Instructions to follow
From the data that follows, copy every line with the string "Query".

Available data
[Start of section]
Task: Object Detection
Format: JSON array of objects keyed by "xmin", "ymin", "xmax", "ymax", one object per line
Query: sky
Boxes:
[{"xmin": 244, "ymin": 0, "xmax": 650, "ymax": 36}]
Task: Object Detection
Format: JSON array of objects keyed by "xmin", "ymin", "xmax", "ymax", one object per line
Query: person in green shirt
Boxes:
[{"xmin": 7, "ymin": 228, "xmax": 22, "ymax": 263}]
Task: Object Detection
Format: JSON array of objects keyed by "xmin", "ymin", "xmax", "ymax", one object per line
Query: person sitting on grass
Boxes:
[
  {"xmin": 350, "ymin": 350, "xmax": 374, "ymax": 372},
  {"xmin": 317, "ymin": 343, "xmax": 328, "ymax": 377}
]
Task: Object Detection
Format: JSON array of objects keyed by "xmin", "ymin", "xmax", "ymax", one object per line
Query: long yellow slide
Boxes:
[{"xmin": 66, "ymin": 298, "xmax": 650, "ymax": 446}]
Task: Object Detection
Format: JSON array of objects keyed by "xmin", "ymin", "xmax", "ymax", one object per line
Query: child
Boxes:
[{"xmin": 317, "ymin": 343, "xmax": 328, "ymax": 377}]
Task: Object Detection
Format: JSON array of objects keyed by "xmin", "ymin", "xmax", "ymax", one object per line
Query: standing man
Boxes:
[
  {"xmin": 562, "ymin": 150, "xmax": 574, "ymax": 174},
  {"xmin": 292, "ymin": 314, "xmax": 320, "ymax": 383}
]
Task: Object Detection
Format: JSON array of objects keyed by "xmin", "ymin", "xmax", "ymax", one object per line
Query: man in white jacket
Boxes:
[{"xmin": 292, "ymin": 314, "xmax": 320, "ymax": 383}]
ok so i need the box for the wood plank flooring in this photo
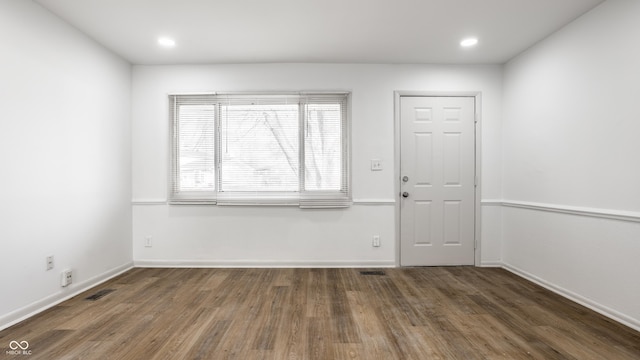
[End of section]
Your solution
Query: sky
Query: person in green shirt
Query: person sitting on grass
Query: long yellow slide
Query: child
Query: standing man
Query: man in white jacket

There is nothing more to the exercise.